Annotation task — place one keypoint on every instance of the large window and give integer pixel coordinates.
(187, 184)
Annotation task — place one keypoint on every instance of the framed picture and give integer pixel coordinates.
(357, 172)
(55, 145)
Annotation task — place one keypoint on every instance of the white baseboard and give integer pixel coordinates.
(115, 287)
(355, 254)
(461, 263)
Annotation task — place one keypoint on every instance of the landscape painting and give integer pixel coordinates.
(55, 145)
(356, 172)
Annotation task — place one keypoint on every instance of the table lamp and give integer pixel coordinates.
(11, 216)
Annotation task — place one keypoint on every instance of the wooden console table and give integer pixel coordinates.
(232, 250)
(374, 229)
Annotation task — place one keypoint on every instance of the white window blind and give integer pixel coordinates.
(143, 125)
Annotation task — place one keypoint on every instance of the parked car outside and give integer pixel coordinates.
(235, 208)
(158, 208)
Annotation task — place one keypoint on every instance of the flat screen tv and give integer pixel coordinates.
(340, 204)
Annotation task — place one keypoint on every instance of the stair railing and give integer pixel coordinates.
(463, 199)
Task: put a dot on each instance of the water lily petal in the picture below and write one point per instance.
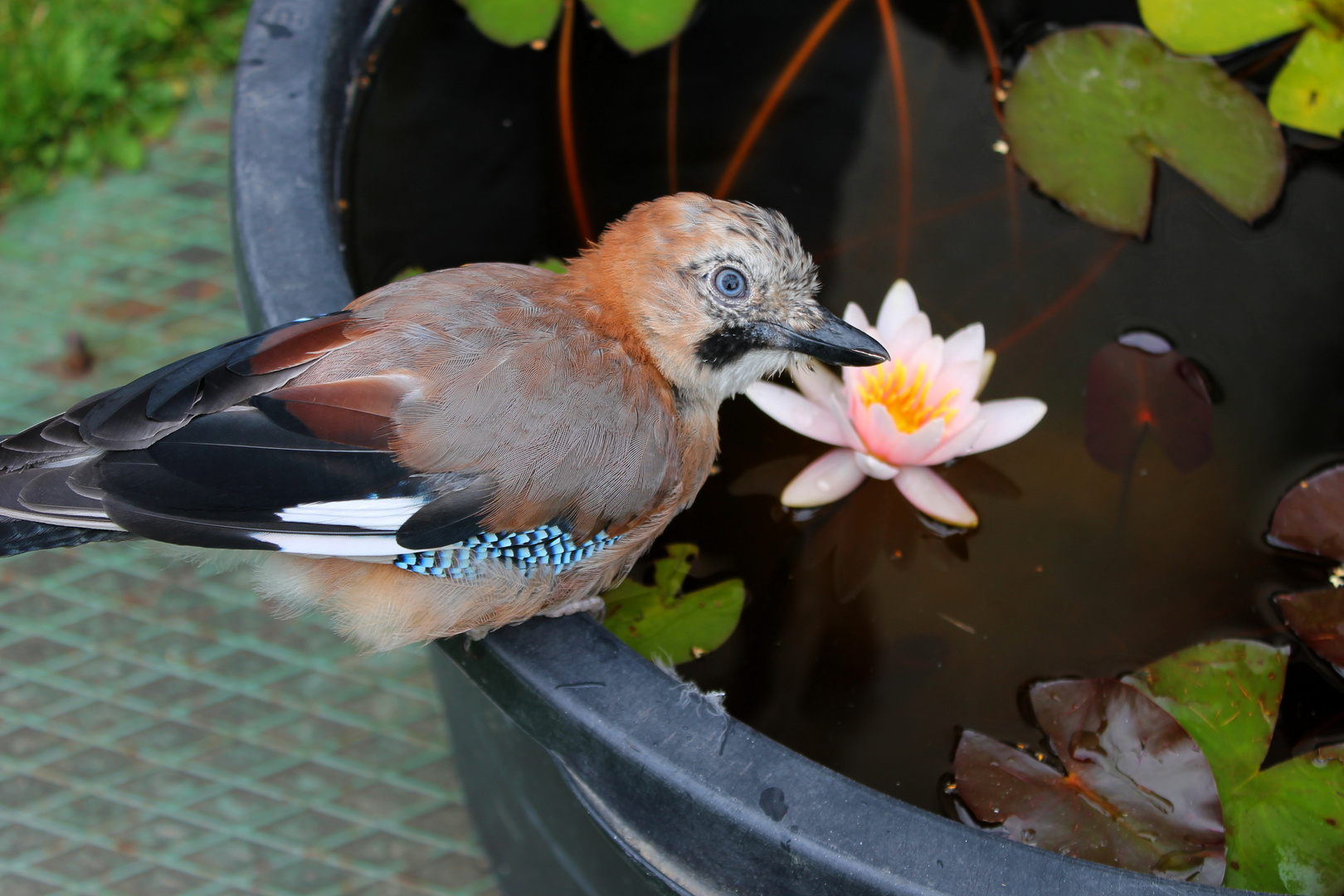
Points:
(932, 496)
(828, 479)
(908, 336)
(854, 316)
(797, 412)
(875, 468)
(986, 367)
(897, 308)
(928, 356)
(967, 344)
(893, 446)
(962, 377)
(845, 421)
(1007, 421)
(956, 445)
(816, 382)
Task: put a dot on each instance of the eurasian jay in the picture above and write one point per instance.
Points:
(453, 451)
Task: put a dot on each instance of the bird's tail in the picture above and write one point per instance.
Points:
(21, 536)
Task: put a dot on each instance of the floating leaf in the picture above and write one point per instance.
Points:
(1317, 618)
(514, 22)
(660, 622)
(1285, 825)
(1137, 793)
(1311, 516)
(1214, 27)
(1144, 386)
(641, 24)
(1309, 90)
(1092, 108)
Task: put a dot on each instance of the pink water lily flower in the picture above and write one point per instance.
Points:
(897, 419)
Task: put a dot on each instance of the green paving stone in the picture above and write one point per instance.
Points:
(160, 733)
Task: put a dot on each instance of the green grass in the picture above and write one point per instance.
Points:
(86, 84)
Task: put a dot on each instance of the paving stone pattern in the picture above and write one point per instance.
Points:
(160, 733)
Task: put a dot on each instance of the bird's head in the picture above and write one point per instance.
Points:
(719, 293)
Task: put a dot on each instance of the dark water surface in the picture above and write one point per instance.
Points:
(869, 640)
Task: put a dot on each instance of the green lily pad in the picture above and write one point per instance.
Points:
(514, 22)
(1214, 27)
(1285, 825)
(1308, 93)
(1092, 108)
(641, 24)
(660, 622)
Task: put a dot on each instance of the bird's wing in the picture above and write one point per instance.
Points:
(424, 414)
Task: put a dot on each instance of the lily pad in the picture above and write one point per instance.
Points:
(1137, 793)
(514, 22)
(1285, 825)
(1146, 386)
(660, 622)
(1311, 516)
(1308, 93)
(641, 24)
(1092, 108)
(635, 24)
(1317, 618)
(1309, 90)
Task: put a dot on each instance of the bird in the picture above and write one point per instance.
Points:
(453, 451)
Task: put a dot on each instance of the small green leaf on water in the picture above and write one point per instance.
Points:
(1092, 108)
(1285, 825)
(641, 24)
(660, 622)
(1308, 93)
(552, 264)
(514, 22)
(407, 273)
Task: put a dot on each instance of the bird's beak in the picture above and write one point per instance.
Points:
(832, 342)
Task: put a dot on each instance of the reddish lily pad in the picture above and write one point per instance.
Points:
(1317, 618)
(1285, 825)
(1311, 516)
(1140, 387)
(1092, 108)
(1137, 794)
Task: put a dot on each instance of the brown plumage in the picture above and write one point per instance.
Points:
(483, 399)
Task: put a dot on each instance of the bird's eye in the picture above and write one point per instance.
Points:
(730, 282)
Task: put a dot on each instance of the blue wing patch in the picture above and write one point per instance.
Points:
(548, 547)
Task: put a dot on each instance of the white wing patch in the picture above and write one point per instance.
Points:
(375, 514)
(334, 546)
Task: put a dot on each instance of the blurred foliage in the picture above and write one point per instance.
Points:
(1092, 108)
(635, 24)
(84, 84)
(1309, 90)
(663, 624)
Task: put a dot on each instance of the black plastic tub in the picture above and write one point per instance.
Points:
(587, 770)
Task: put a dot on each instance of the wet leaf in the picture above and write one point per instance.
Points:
(1309, 90)
(1226, 694)
(1311, 516)
(1283, 824)
(1317, 618)
(1092, 108)
(514, 22)
(1308, 93)
(659, 621)
(1132, 391)
(1137, 793)
(1211, 28)
(641, 24)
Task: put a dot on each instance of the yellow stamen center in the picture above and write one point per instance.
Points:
(903, 395)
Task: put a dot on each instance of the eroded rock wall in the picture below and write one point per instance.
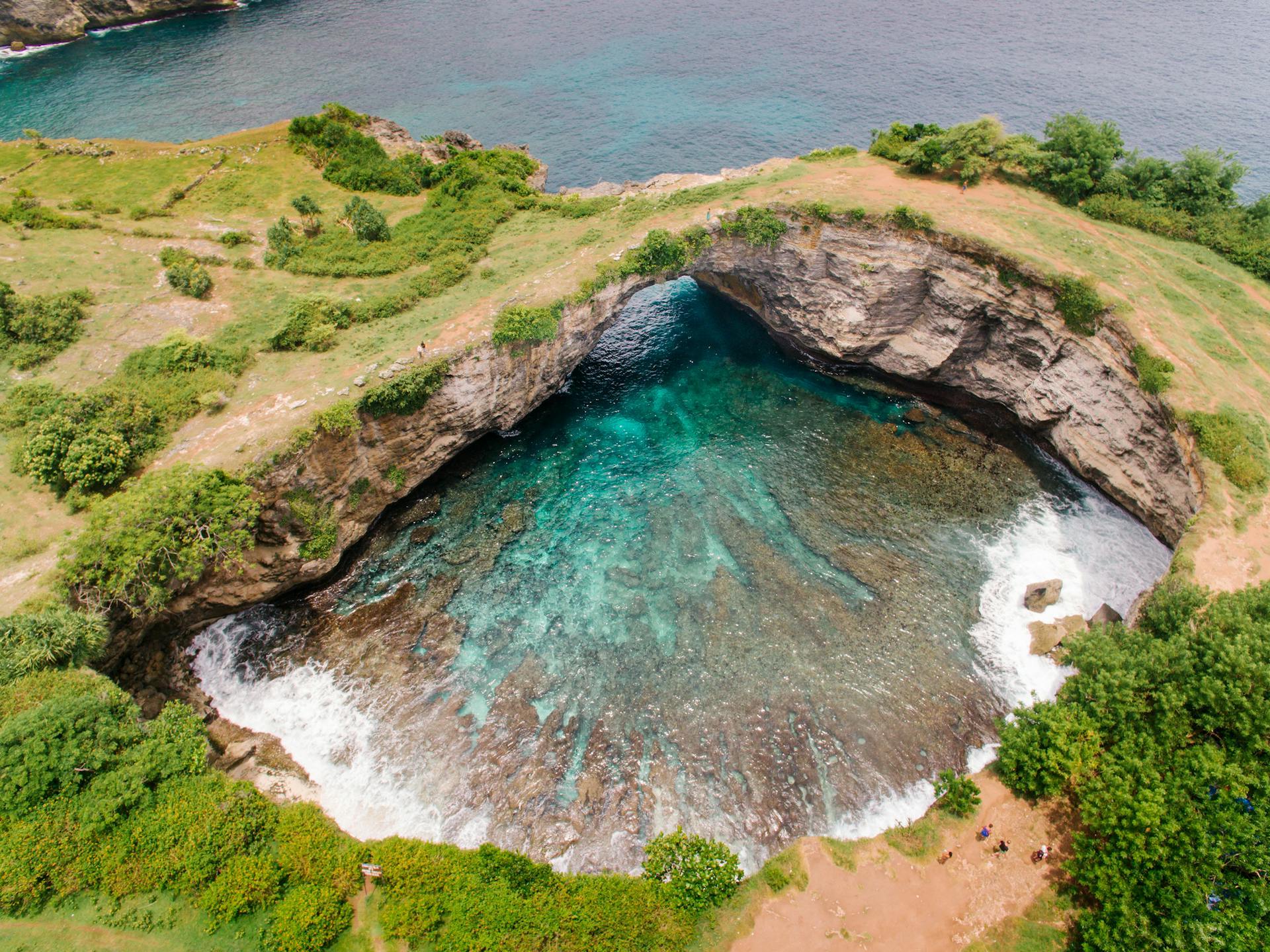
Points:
(55, 21)
(937, 313)
(926, 309)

——————————

WHAT TO PRODUCE — Leave out all pictures and retype precisely the lines that run from the line containing "Task: put a dot on each instance of the black" to the last line of the records.

PROBLEM SOLUTION —
Task: put a dot on each instance of the black plastic tub in the picture above and write one point per instance.
Points:
(587, 770)
Task: put a dot on each instance of the wet leaf in the picture above and write one point per instance.
Points:
(1309, 90)
(1226, 694)
(1311, 516)
(1283, 824)
(1317, 618)
(1092, 108)
(514, 22)
(1308, 93)
(659, 621)
(1132, 391)
(1137, 793)
(1211, 28)
(641, 24)
Task: put a dot on each instance of the yellow stamen center in the picture above and write one point per instance.
Points:
(903, 395)
Task: put a dot on each instance of the eroded rock wall in the picture below and write one point per instance.
Points:
(55, 21)
(937, 313)
(926, 309)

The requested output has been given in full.